Bacterial enzymes can add galactose alpha 1,3 to human erythrocytes and creates a senescence-associated epitope.

Humans have abundant circulating anti-alpha (1,3-di)-galactosyl (alpha Gal) antibodies (anti-Gal). Anti-Gal has been implicated in the clearance of senescent human erythrocytes (RBCs). The nature of the anti-Gal-binding RBC epitope has defied explanation, given that humans repress expression of the alpha 1,3 galactosyltransferase (alpha 1,3 GT) enzyme. This study explored whether alpha Gal epitopes on human RBCs might be synthesized by alpha 1,3 GTs of bacterial origin that are translocated into the circulation during commensal colonization of the gut by gram-negative bacteria. We found that an acellular Klebsiella pneumoniae sonicate could add 3H-UDP-Gal to human RBCs in the alpha configuration at 37 degrees C in the presence of 6 mM MnCl2 (pH 7.6). Gradient anion-exchange chromatography of the Klebsiella sonicate yielded four fractions that could catalyze the addition of 3H-Gal to human RBCs. Size-exclusion chromatography of these anion-exchange fractions yielded peaks of high GT activity for each, but only those derived from the first, third, and last anion-exchange fractions incorporated Gal such that the RBCs bound anti-Gal by fluorescence-activated cell sorter, suggesting that these three GTs are alpha 1,3 GTs. Thus, Klebsiella spp. make at least four GTs that can add an alpha Gal to human cell surface acceptor structures. Three of these GTs can form alpha 1,3 Gal structures on human RBCs that bind anti-Gal, thereby creating "autoimmune" senescence-associated RBC epitopes.

Extracted material —
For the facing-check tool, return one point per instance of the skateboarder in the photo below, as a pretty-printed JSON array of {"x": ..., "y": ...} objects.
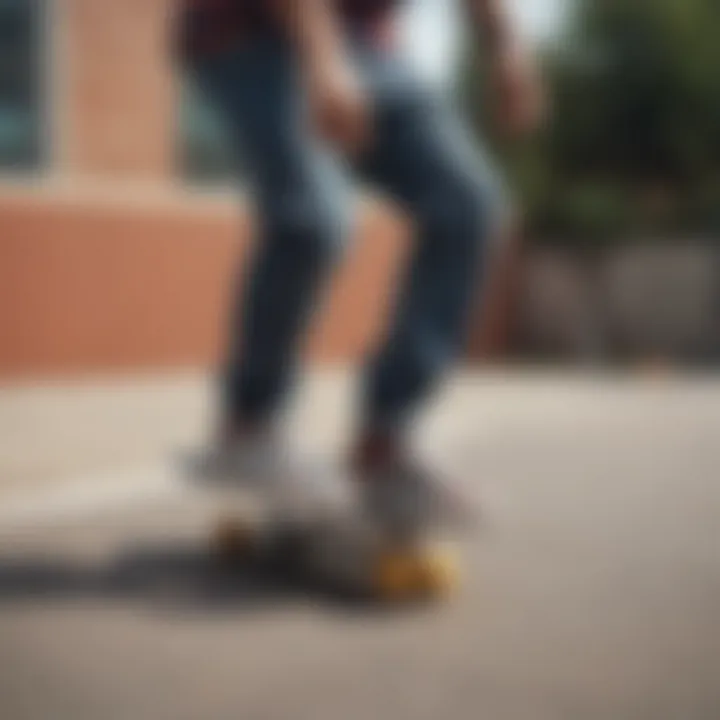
[{"x": 311, "y": 89}]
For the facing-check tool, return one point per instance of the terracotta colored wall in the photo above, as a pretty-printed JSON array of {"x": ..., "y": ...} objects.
[
  {"x": 90, "y": 283},
  {"x": 116, "y": 94}
]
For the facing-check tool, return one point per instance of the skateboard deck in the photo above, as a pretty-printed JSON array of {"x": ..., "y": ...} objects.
[{"x": 318, "y": 531}]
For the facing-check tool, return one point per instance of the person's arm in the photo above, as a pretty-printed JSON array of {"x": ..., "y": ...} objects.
[
  {"x": 514, "y": 75},
  {"x": 336, "y": 99}
]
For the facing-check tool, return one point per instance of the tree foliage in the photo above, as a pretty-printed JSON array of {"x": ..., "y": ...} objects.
[{"x": 634, "y": 142}]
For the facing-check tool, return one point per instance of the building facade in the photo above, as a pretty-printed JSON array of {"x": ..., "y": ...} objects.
[{"x": 120, "y": 236}]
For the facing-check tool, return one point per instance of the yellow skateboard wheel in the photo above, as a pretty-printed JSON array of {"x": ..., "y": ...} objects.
[{"x": 415, "y": 573}]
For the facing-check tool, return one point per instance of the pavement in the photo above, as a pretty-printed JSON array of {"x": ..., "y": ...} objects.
[{"x": 591, "y": 592}]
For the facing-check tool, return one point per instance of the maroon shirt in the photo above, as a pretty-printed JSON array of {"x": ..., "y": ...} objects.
[{"x": 210, "y": 25}]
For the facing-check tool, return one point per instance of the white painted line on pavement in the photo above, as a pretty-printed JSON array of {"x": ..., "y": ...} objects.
[{"x": 88, "y": 496}]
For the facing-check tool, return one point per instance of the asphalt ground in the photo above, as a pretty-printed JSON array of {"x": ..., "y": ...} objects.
[{"x": 591, "y": 591}]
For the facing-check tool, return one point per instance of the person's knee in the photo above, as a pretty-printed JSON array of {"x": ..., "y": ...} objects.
[
  {"x": 465, "y": 211},
  {"x": 308, "y": 226}
]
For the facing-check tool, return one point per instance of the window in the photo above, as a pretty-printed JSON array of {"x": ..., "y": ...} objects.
[
  {"x": 21, "y": 24},
  {"x": 206, "y": 153}
]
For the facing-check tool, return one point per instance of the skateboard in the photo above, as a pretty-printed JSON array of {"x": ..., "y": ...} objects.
[{"x": 320, "y": 534}]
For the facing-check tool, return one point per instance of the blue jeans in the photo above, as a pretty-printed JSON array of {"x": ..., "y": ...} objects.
[{"x": 421, "y": 157}]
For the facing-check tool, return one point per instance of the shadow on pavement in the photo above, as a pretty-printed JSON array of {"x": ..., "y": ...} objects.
[{"x": 175, "y": 578}]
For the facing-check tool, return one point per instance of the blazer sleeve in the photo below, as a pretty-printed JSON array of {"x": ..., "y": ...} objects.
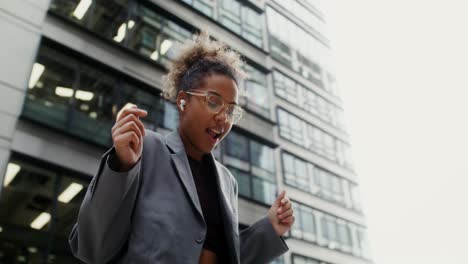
[
  {"x": 104, "y": 218},
  {"x": 259, "y": 243}
]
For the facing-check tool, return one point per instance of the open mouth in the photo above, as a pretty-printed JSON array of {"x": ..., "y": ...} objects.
[{"x": 215, "y": 134}]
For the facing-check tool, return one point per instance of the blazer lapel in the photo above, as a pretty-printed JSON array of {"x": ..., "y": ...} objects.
[
  {"x": 180, "y": 161},
  {"x": 228, "y": 210}
]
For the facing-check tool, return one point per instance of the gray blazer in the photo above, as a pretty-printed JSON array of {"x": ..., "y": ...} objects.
[{"x": 151, "y": 214}]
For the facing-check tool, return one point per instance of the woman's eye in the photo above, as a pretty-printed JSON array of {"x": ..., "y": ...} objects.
[{"x": 212, "y": 104}]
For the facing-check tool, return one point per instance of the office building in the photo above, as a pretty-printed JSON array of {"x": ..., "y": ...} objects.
[{"x": 68, "y": 66}]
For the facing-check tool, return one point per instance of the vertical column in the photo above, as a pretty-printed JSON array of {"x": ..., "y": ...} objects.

Problem to work on —
Condense the paragraph of the bacterial enzyme abstract that begins "Humans have abundant circulating" into a short bulleted list that keeps its main facts.

Exercise solution —
- Humans carry abundant circulating anti-Gal antibodies, which have been implicated in clearing senescent red blood cells (RBCs).
- Because humans repress the alpha 1,3 GT enzyme, the origin of the anti-Gal-binding RBC epitope has been unexplained.
- The study tested whether bacterial alpha 1,3 GTs, translocated into the circulation during commensal gut colonization by gram-negative bacteria, could make these epitopes.
- An acellular Klebsiella pneumoniae sonicate added 3H-UDP-Gal to human RBCs in the alpha configuration (37 degrees C, 6 mM MnCl2, pH 7.6).
- Anion-exchange chromatography gave four fractions able to add 3H-Gal to RBCs. Size-exclusion chromatography showed high GT activity in each.
- Only the first, third, and last fractions made RBCs bind anti-Gal, suggesting these three are alpha 1,3 GTs.
- Conclusion: Klebsiella makes at least four GTs that can add alpha Gal to human cell surfaces. Three of them create "autoimmune" senescence-associated RBC epitopes that bind anti-Gal.